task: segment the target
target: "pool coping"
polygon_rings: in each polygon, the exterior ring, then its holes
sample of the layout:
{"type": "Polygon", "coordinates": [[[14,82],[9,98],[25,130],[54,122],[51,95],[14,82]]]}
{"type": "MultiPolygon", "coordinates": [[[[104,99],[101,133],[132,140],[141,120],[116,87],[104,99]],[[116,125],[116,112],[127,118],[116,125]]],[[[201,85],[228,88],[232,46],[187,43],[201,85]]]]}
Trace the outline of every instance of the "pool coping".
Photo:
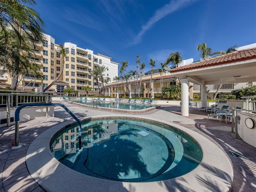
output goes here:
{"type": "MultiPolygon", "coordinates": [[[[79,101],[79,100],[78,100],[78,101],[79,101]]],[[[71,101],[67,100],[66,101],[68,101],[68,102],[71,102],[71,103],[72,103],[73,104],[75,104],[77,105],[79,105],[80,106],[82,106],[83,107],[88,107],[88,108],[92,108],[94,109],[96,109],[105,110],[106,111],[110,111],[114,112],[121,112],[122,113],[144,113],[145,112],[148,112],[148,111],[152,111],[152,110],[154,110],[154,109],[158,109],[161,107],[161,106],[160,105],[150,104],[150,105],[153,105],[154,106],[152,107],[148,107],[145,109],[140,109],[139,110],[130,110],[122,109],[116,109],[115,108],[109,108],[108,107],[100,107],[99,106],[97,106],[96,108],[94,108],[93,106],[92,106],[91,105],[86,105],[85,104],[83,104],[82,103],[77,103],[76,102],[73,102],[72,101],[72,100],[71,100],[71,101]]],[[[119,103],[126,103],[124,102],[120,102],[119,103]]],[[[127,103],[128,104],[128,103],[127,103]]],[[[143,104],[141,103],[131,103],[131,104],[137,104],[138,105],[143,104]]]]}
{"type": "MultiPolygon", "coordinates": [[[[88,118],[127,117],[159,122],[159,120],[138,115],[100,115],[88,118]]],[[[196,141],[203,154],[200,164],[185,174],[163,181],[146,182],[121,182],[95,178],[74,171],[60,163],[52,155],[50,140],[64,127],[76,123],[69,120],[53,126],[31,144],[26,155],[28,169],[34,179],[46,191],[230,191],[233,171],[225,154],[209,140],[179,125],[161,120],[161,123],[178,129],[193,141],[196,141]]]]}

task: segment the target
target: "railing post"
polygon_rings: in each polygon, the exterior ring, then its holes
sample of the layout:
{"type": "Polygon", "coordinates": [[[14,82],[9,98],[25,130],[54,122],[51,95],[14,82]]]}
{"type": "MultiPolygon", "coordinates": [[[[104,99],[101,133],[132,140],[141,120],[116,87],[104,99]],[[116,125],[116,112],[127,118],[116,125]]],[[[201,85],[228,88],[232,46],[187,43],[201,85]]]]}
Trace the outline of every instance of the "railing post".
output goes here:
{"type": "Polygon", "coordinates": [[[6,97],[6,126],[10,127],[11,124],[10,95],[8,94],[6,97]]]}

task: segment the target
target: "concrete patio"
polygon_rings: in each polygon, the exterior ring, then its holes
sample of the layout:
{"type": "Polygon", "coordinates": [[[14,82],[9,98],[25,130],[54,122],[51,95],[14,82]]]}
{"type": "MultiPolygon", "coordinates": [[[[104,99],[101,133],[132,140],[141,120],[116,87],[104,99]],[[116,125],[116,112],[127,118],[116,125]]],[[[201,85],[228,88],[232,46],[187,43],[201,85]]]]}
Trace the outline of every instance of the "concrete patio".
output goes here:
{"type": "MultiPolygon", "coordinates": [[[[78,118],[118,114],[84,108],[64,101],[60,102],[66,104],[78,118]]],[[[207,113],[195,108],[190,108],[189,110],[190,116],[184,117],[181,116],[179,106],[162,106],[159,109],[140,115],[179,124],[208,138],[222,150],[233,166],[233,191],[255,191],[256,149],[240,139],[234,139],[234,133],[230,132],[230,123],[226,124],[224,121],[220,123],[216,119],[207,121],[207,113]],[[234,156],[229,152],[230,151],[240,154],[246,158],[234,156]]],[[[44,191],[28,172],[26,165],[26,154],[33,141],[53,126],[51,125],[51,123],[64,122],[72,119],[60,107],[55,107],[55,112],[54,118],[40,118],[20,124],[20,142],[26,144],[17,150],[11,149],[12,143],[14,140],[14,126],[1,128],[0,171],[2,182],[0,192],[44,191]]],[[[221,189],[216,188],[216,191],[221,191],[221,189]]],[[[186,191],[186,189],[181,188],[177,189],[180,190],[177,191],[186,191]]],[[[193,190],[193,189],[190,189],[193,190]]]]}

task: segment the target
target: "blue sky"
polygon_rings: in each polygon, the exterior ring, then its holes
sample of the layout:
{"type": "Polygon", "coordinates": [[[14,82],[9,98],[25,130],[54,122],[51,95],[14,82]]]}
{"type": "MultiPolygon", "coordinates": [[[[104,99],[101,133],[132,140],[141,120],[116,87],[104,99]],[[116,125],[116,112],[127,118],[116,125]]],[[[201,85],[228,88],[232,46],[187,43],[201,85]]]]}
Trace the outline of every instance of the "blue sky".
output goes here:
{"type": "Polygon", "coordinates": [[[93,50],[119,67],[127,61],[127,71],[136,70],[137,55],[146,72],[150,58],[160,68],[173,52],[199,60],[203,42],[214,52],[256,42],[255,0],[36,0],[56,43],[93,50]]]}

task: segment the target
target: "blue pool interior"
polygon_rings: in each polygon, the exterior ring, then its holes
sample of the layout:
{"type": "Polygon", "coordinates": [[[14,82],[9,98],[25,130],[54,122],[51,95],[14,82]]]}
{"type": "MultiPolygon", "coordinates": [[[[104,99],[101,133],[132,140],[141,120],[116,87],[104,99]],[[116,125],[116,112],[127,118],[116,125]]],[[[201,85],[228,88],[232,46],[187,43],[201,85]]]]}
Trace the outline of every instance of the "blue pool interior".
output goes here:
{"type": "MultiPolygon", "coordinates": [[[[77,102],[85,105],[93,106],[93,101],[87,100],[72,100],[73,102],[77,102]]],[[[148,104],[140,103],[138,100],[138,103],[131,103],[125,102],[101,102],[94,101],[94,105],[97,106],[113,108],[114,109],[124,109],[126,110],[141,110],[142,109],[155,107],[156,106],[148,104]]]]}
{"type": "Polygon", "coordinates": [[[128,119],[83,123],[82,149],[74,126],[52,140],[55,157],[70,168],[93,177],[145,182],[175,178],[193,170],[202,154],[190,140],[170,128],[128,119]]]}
———
The request:
Reproduce all entries without any change, and omit the pictures.

Full solution:
task: segment the target
target: "pool coping"
polygon_rings: in each polygon, the exterior ring, then its holes
sample of the layout:
{"type": "Polygon", "coordinates": [[[14,82],[9,98],[25,130],[54,122],[51,95],[14,82]]]}
{"type": "MultiPolygon", "coordinates": [[[[104,99],[101,133],[132,140],[141,120],[116,87],[104,99]],[[116,125],[116,112],[127,118],[116,125]]],[[[201,85],[228,88],[232,46],[187,43],[201,85]]]]}
Trace the outline of every instance of the "pool coping".
Photo:
output goes here:
{"type": "MultiPolygon", "coordinates": [[[[79,101],[79,100],[78,100],[78,101],[79,101]]],[[[71,101],[67,100],[66,101],[68,101],[68,102],[71,102],[71,103],[72,103],[73,104],[75,104],[77,105],[79,105],[80,106],[82,106],[83,107],[88,107],[88,108],[92,108],[94,109],[96,109],[105,110],[106,111],[110,111],[114,112],[121,112],[122,113],[144,113],[145,112],[148,112],[148,111],[152,111],[152,110],[154,110],[154,109],[158,109],[161,107],[161,106],[160,105],[150,104],[150,105],[153,105],[154,106],[152,107],[148,107],[145,109],[140,109],[139,110],[130,110],[122,109],[116,109],[115,108],[109,108],[108,107],[100,107],[99,106],[97,106],[96,108],[94,108],[93,106],[92,106],[91,105],[86,105],[85,104],[83,104],[82,103],[77,103],[76,102],[73,102],[72,101],[72,100],[71,100],[71,101]]],[[[119,103],[126,103],[124,102],[120,102],[119,103]]],[[[127,103],[128,104],[128,103],[127,103]]],[[[143,104],[141,103],[131,103],[131,104],[137,104],[138,105],[143,104]]]]}
{"type": "MultiPolygon", "coordinates": [[[[88,118],[127,117],[159,122],[159,120],[138,115],[100,115],[88,118]]],[[[196,141],[203,154],[200,164],[185,174],[163,181],[146,182],[121,182],[95,178],[74,171],[60,163],[52,155],[50,140],[64,127],[76,123],[69,120],[53,126],[31,144],[26,155],[28,169],[34,179],[46,191],[230,191],[233,171],[225,154],[209,140],[179,125],[161,120],[161,123],[178,129],[193,141],[196,141]]]]}

task: segment the target
target: "railing post"
polygon_rings: in each polygon, the exterior ring, then its holes
sample of the layout:
{"type": "Polygon", "coordinates": [[[14,82],[9,98],[25,130],[54,122],[51,95],[14,82]]]}
{"type": "MultiPolygon", "coordinates": [[[[104,99],[101,133],[132,140],[141,120],[116,87],[104,99]],[[116,125],[116,112],[127,118],[116,125]]],[[[201,85],[228,88],[232,46],[187,43],[201,85]]]]}
Trace the outline of every instance of the "railing post".
output goes here:
{"type": "Polygon", "coordinates": [[[6,97],[6,126],[10,127],[11,124],[10,95],[8,94],[6,97]]]}

task: segment the target
target: "concrete patio"
polygon_rings: in each polygon, the exterior ring, then its holes
sample of the layout:
{"type": "Polygon", "coordinates": [[[14,82],[9,98],[25,130],[54,122],[51,95],[14,82]]]}
{"type": "MultiPolygon", "coordinates": [[[[104,99],[101,133],[132,140],[141,120],[116,87],[104,99]],[[116,125],[116,112],[127,118],[116,125]]],[[[201,85],[228,88],[232,46],[187,43],[201,85]]]]}
Trace the outline of every instance of the "concrete patio".
output goes here:
{"type": "MultiPolygon", "coordinates": [[[[78,118],[118,114],[84,108],[64,101],[60,102],[66,104],[78,118]]],[[[207,113],[195,108],[190,108],[189,110],[190,116],[184,117],[181,116],[179,106],[162,106],[159,109],[140,115],[179,124],[208,138],[222,150],[233,166],[233,191],[255,191],[256,149],[240,139],[234,139],[234,133],[230,132],[230,123],[226,124],[224,121],[220,123],[216,119],[207,121],[207,113]],[[234,156],[229,152],[230,151],[240,154],[246,158],[234,156]]],[[[44,191],[28,172],[26,165],[26,154],[33,141],[53,126],[51,125],[51,123],[64,122],[72,119],[60,107],[55,107],[55,112],[54,118],[40,118],[20,124],[20,142],[26,144],[17,150],[11,149],[12,143],[14,140],[14,126],[1,128],[0,171],[2,182],[0,192],[44,191]]],[[[221,189],[216,188],[216,191],[221,191],[221,189]]],[[[186,191],[186,189],[181,188],[177,189],[180,190],[177,191],[186,191]]],[[[193,190],[193,189],[190,189],[193,190]]]]}

task: segment the target
target: "blue sky"
polygon_rings: in each polygon, the exterior ring, then its holes
sample of the layout:
{"type": "Polygon", "coordinates": [[[14,82],[9,98],[25,130],[54,122],[51,95],[14,82]]]}
{"type": "MultiPolygon", "coordinates": [[[[104,99],[101,133],[132,140],[141,120],[116,87],[104,99]],[[116,125],[116,112],[127,118],[116,125]]],[[[201,85],[228,88],[232,46],[187,43],[201,85]]]]}
Trace the outline of every instance of the "blue sky".
output goes here:
{"type": "Polygon", "coordinates": [[[93,50],[119,67],[127,61],[127,71],[136,70],[137,55],[146,72],[150,58],[160,68],[173,52],[199,60],[203,42],[214,52],[256,42],[255,0],[36,0],[56,43],[93,50]]]}

task: segment the target
target: "blue pool interior"
polygon_rings: in each polygon, the exterior ring, then its holes
sample of the layout:
{"type": "Polygon", "coordinates": [[[14,82],[9,98],[25,130],[54,122],[51,95],[14,82]]]}
{"type": "MultiPolygon", "coordinates": [[[[104,99],[101,133],[132,140],[141,120],[116,87],[104,99]],[[116,125],[116,112],[127,118],[116,125]]],[[[201,85],[228,88],[232,46],[187,43],[201,85]]]]}
Trace the outline of every instance of the "blue pool interior".
output goes here:
{"type": "MultiPolygon", "coordinates": [[[[77,102],[85,105],[93,106],[93,101],[87,100],[72,100],[73,102],[77,102]]],[[[148,104],[140,103],[138,100],[138,103],[131,103],[125,102],[101,102],[94,101],[94,105],[97,106],[113,108],[114,109],[124,109],[126,110],[141,110],[142,109],[155,107],[156,106],[148,104]]]]}
{"type": "Polygon", "coordinates": [[[128,119],[83,123],[82,149],[74,126],[52,140],[55,157],[70,168],[93,177],[145,182],[175,178],[193,170],[202,154],[190,140],[170,128],[128,119]]]}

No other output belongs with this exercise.